Passage provided »
·····

The group worked on this disowned part, each person embodying it and, from that place, sharing what they were feeling: lonely, scared, punished, angry, resentful. The Competitor wanted to be able to do the best it could, given a chance! Ben worked on that for a while and then asked the Self if it was okay to allow the Competitor to show up, play the game, compete! There was still some work to be done but eventually we got to a place where ourSelves said, yeah, I want the Competitor to show up! And we moved into the integrated Competitor, feeling excited, proud, expansive, supercharges. We moved from their to the Integration Point, our whole self, complete, integrated, connected to the Divine and the Controller and the Competitor. People shared what was going to change in this new place. One woman was inspired to start a cooperative business, one to stand up straight in front of her employees and own her respectful authority. I said I might have to say goodbye to relationship that weren't supportive of my Competitor, of my star shining brilliantly, of me integrating all aspect of mySelf. On Monday night, when I said it, I thought it meant releasing some people out of my connection web. That may be true: forgiving former friends and lovers. What I realize, now, is more true is that it means allowing my current relationships to transform to be new ones. My relationship with my dad today is not the same relationship with my dad ten years ago. (Thank GOD!) It's time for new relationships, releasing the old ways of relating because that's not me anymore (and it's not him either). My affirmation is: Relationships today support my star shining brightly and my ever-changing, integrated sense of self. My actions, thoughts, and being support and ground my heart glowing big and all of those I interact with being held and supported in being their fullest Self.

Wow, what a long entry! Wishing you ease and grace in receiving all of this of my experience and in shining a light on all aspects of YOUrself increasing your brilliance, radiance, and shininess. When we engage in this expansion, we have all needs met, all right relationships, healing, wholeness, health, abundance, and peace.

Ahhhumm

Friday, April 19, 2013

Who would I be if I stopped being afraid today?

·····

Material shown »
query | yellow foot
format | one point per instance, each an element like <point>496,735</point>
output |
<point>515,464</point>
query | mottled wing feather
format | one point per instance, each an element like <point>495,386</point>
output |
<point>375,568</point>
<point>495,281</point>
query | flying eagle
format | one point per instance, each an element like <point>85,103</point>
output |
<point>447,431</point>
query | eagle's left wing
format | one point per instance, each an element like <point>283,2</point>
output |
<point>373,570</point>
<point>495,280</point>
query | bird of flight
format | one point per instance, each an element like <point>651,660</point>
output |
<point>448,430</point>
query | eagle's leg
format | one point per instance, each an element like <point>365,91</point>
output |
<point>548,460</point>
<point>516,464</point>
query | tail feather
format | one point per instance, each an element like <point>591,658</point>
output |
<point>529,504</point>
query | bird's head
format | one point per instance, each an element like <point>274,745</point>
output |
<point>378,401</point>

·····

What needs to be done »
In the journal entry, what was one woman in the group inspired to start?

Answer space »
A cooperative business.